Charismatic megafauna:
“… no one takes lightly the potential extinction of the African elephant.”
What the authors state is both true and false. When environmental groups use big, fluffy, cute animals they tend to be organisms who need large areas to roam around in. By saying that you are going to protect an area the pumas, for example, live in, you are protecting many miles and acres. This would also include all the tiny insects and other organisms within this territory.
Island affect – we need more then a matrix . This is where you have a buffer matrix surrounding the preserved area, liking it to the rest of the preserves.
The authors argue that the greatest asset that rain forests provide to the world is their biodiversity. By preserving as much of the rain forest as possible, we preserve that biodiversity. Thus, there is utilitarian value to preserving rain forest – not just because there could be the cure to cancer yet to be discovered, or a huge carbon sink for purposes of climate change, or even that rain forests hold some of the last stands of old growth forest in the world.

Tasks to complete
**1.** Answer these questions from the conservation notes:
(a) What do the big, fluffy, cute animals that environmental groups use tend to need?
(b) Which animal do the notes name as an example?
(c) What do the authors argue is the greatest asset that rain forests provide to the world?
**2.** Pick up the conservation notes on rain forests and biodiversity, and continue them after their last sentence.
The records below the conservation notes come from a separate, unrelated source.

Dataset excerpts
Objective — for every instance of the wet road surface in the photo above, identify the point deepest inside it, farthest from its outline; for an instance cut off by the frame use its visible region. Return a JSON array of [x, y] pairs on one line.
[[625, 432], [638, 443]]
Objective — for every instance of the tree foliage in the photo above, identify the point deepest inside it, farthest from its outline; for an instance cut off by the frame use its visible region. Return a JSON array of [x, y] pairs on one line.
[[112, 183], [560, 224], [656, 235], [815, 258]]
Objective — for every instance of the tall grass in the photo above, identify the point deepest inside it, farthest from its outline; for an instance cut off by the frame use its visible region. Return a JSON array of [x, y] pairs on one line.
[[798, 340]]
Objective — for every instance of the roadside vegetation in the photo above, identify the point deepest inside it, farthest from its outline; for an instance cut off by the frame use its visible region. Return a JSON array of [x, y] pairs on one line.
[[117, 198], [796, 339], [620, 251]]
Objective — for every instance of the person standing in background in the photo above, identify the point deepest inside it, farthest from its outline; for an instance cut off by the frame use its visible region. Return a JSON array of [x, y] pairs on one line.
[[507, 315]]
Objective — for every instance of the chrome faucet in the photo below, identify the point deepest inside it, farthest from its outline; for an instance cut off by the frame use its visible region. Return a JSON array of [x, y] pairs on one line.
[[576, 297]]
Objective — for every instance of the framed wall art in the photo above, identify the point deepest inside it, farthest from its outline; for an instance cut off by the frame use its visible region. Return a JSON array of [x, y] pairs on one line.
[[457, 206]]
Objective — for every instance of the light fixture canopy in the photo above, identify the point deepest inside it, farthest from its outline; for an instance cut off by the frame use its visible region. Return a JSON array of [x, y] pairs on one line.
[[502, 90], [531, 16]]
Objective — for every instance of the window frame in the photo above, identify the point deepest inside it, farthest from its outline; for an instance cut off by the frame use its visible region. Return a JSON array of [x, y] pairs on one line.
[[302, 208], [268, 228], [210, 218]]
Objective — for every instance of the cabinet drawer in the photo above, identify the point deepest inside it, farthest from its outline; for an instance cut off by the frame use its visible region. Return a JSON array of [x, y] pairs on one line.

Numbered answers
**1.**
(a) They tend to need large areas to roam around in.
(b) Pumas.
(c) Their biodiversity.

**2.**
One issue I have with the authors’ primary argument here is that it indicates that there is ‘one best argument’ for preservation. As a frequent debater, I know that it is vital to have more than one solution, more than one argument, and more than one important reason for doing something. I agree with the authors’ basic premise, but the idea that biodiversity is the only reason to save the rainforest is absurd, mostly because in order to accomplish a task such as this, we must be able to agree as a collective population and not a small collection of factions. Thus, it is important to tell some people that the rainforest serves as the third largest biological carbon sink in the world and tell others that the cure for cancer might be yet undiscovered in the trees.
Chapter 10: Who Constructs the Rainforest?
The intellectual construction of the idea of a rainforest is just as vital for protection as the scientific understanding of the forest. Once we understand how people view the rainforest then we have the ability to persuade them to want to save it. This argument is true for all complex issues. In order to convince someone of your point of view, you must first understand their point of view, and how they got to their own understanding.
Chapter 11: Past Causes, Future Models, Present Action
In conclusion, the author’s present the readers with important techniques for understanding in planning:
- The Web of Causality – helps understand how all of the different players interact to result in the current situation
- The Planned Mosaic – a possible solution to land use issues in the rain forest. It is analogous in my mind to urban planning in that it breaks down land use into understandable and manageable portions with specific and integrating tasks!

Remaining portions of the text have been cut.